• **EXERCISE INSTRUCTIONS**
A) Translate the sentence "These efforts have been challenging but manageable." from the passage on counseling parents and teens into Spanish.
B) From the passage on counseling parents and teens, quote the text starting at "But for me, counseling" and ending at "damn scary journey.".

• **GIVEN PASSAGE**
· · · ·

I've been working in this field for ten years, and this page's content has been the most challenging to write (and so it spilled over into a blogpost). Probably because the parenting role for many, myself included, is simply one of the most important, harrowing, and rewarding roles we can play. Counseling adults with depression when I'm sad, or people with panic disorders or mood swings when I'm off kilter myself, or couples with relationship stress when mine isn't working so well... These efforts have been challenging but manageable. Therapists know the drill. Our training and aspirations have us pretty well-adjusted, let's hope, and so we are able to leave our personal strife mostly at home and bring our very best energy and discernment to clients and their troubles.
But for me, counseling parents or teens when my relationships with my daughters were at their worst would've been nearly impossible to do with adequate confidence, so I didn't begin working with parents and adolescents on their specific challenges until a few years ago. That is to say, somewhere along the way, my daughters and I arrived at something we regard as a pretty strong and wonderful relationship, and the more we practice the things that make it so, the more stable and loving it becomes, and the more confident I feel guiding others on this particularly sacred and sometimes damn scary journey.

· · · ·

• **SOURCE INFORMATION**
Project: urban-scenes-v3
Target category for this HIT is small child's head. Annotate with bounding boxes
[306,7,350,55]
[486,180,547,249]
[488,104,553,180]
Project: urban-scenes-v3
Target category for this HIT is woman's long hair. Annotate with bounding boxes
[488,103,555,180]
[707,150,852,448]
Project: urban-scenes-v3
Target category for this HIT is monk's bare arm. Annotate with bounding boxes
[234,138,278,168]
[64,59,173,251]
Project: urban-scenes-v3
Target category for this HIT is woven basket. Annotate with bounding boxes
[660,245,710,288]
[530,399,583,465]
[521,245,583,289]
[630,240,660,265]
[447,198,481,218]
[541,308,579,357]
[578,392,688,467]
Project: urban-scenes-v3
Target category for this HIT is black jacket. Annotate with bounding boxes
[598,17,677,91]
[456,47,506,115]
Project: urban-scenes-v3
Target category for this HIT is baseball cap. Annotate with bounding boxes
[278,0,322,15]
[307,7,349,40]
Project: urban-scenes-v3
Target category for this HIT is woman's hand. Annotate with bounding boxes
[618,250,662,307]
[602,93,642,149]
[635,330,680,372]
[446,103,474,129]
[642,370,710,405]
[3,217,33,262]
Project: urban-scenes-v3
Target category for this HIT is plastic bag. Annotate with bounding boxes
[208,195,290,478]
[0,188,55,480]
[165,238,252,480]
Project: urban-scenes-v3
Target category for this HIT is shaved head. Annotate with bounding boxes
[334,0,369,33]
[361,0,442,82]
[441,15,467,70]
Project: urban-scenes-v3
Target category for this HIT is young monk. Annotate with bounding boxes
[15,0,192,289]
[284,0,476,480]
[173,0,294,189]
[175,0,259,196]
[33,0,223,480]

· · · ·

• **SET OF ANSWERS**
A) Estos esfuerzos han sido difíciles pero manejables.

B)
But for me, counseling parents or teens when my relationships with my daughters were at their worst would've been nearly impossible to do with adequate confidence, so I didn't begin working with parents and adolescents on their specific challenges until a few years ago. That is to say, somewhere along the way, my daughters and I arrived at something we regard as a pretty strong and wonderful relationship, and the more we practice the things that make it so, the more stable and loving it becomes, and the more confident I feel guiding others on this particularly sacred and sometimes damn scary journey.